Copy out all of the data exactly as it appears.

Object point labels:

-=-=-=-=-

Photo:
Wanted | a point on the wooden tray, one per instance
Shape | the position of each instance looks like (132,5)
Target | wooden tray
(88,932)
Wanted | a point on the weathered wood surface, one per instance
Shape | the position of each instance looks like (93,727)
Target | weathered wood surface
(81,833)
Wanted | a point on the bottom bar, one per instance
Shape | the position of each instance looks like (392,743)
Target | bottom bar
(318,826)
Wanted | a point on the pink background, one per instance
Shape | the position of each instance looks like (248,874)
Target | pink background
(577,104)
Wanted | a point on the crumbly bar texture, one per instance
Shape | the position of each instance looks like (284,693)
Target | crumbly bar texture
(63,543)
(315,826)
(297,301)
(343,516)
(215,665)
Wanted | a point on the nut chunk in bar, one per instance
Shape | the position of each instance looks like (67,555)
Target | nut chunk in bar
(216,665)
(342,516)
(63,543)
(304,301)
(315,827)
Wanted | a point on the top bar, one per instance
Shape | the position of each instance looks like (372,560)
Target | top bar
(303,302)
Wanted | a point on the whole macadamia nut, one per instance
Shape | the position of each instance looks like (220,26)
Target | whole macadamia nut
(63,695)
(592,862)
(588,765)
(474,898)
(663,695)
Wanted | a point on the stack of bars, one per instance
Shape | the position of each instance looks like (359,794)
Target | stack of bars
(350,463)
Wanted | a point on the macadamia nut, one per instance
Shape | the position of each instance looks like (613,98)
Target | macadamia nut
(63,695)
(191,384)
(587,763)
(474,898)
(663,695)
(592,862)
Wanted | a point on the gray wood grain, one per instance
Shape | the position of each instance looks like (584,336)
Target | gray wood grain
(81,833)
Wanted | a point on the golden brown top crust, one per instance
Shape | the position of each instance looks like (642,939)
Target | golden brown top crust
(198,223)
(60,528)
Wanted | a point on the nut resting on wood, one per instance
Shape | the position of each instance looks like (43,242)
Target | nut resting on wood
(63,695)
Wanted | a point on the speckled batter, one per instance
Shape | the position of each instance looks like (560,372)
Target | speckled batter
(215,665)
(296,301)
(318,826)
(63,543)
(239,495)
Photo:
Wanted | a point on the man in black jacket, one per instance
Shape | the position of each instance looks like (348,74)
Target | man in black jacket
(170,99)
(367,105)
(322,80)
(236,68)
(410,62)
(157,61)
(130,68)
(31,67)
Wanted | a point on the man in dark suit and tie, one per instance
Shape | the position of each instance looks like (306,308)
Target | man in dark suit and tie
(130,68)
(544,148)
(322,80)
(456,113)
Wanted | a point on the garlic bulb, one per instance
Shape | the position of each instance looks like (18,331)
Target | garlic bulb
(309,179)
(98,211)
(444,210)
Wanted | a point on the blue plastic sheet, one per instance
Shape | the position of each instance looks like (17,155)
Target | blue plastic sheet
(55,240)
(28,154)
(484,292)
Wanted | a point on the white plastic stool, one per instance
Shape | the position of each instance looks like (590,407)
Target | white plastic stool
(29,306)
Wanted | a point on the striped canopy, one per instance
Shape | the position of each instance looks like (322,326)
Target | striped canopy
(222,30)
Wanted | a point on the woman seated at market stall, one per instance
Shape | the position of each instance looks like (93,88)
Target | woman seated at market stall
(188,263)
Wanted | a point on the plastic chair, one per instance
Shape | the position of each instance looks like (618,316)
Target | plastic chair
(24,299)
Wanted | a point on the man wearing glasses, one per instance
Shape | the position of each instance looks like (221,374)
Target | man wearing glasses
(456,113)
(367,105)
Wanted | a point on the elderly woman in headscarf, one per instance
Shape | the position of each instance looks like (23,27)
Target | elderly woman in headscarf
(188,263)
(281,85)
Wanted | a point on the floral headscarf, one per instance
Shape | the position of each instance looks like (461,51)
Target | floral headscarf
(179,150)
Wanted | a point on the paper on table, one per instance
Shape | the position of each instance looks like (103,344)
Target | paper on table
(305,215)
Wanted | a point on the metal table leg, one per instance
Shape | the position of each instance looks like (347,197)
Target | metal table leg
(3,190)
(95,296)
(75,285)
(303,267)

-=-=-=-=-

## RESULT OF THIS TASK
Photo:
Wanted | a point on the wooden tray, one per instance
Shape | the position of each instance looks like (132,5)
Target | wooden tray
(88,932)
Wanted | a point on the weathered wood surface, one per instance
Shape | the position of each instance looks like (93,727)
Target | weathered wood surface
(81,833)
Wanted | a point on the bottom bar, one per instance
Shape | the position of each instance looks like (392,743)
Target | bottom bar
(318,826)
Wanted | a point on the pink background, one per instance
Shape | the position of each instance looks like (248,874)
Target | pink background
(577,104)
Wanted | a point on the crumbly bar texture, one per instance
Shape | the position of each instance looks like (284,693)
Target | crumbly bar texture
(63,543)
(315,826)
(297,301)
(343,516)
(215,665)
Wanted | a point on the nut chunk in bar, one per instance
Shape | the position of each instance looks like (67,555)
Target | nut chunk in bar
(216,665)
(342,516)
(63,543)
(304,301)
(315,827)
Wanted | a point on the top bar, one per instance
Shape | the position of each instance looks like (372,560)
Target | top bar
(303,302)
Wanted | a point on the whole macadamia nut, one per instance
Shape | the position of each instance looks like (220,26)
Target | whole macadamia nut
(63,695)
(592,862)
(588,765)
(474,898)
(663,695)
Wanted | a point on the stack of bars, one per instance
Shape | the position of each instance looks like (359,794)
Target | stack of bars
(350,463)
Wanted | a point on the macadamia nut, one per instance
Shape | the position of each instance looks like (613,98)
Target | macadamia nut
(63,695)
(191,384)
(587,763)
(474,898)
(663,695)
(592,862)
Wanted | a point on the gray wood grain, one per instance
Shape | the position of each instance looks like (584,336)
Target | gray wood grain
(81,833)
Wanted | a point on the golden brown top crust, one per instance
Shape | the position of each instance looks like (642,939)
Target | golden brown top crust
(198,223)
(60,528)
Wanted | a point on the nut resting on wood, one per instance
Shape | the position of each instance looks like (43,242)
Target | nut resting on wood
(63,695)
Wanted | a point on the speckled batter, one per instance
Shape | the position of each instance looks like (560,372)
Target | speckled batter
(215,665)
(296,301)
(318,826)
(63,543)
(239,495)
Photo:
Wanted | a point on the man in black jacket, one per instance
Shape | the position of each instance looks like (348,74)
Target | man in black jacket
(170,99)
(367,105)
(322,80)
(236,68)
(410,62)
(157,61)
(130,68)
(31,67)
Wanted | a point on the man in dark suit and tie, one per instance
Shape | the position of each instance looks like (306,308)
Target | man in dark suit and tie
(130,68)
(544,148)
(322,80)
(456,113)
Wanted | a point on the garlic bulb, one per instance
Shape | the position of each instance looks like (18,331)
Target | garlic bulb
(309,179)
(98,211)
(444,210)
Wanted | a point on the blue plastic sheet, one per instance
Shape | the position of each instance looks like (17,155)
Target | blue plastic sheet
(55,240)
(28,154)
(484,292)
Wanted | a point on the white plastic stool, one per instance
Shape | the position of each instance looks like (590,407)
Target | white plastic stool
(29,306)
Wanted | a point on the striped canopy, one per instance
Shape | the position of each instance looks like (322,326)
Target | striped canopy
(222,30)
Wanted | a point on the woman seated at market stall, one per instance
Shape | the position of each instance looks like (93,88)
Target | woman seated at market stall
(188,263)
Wanted | a point on the plastic chair, one per instance
Shape | the position of each instance looks like (618,316)
Target | plastic chair
(24,299)
Wanted | a point on the man wearing glasses, one per instance
Shape | the position of each instance looks like (221,374)
Target | man wearing glasses
(456,113)
(367,105)
Wanted | a point on the elderly woman in headscarf, one per instance
Shape | the position of each instance looks like (23,27)
Target | elderly woman in headscarf
(188,263)
(281,85)
Wanted | a point on the floral headscarf, one per instance
Shape | the position of each instance looks like (461,51)
Target | floral headscarf
(179,150)
Wanted | a point on the paper on table, one per instance
Shape | the position of each instance looks like (103,344)
Target | paper on table
(305,215)
Wanted | a point on the metal table leg, one per instance
Shape | the position of each instance looks like (347,197)
Target | metal table leg
(3,190)
(95,296)
(75,285)
(303,267)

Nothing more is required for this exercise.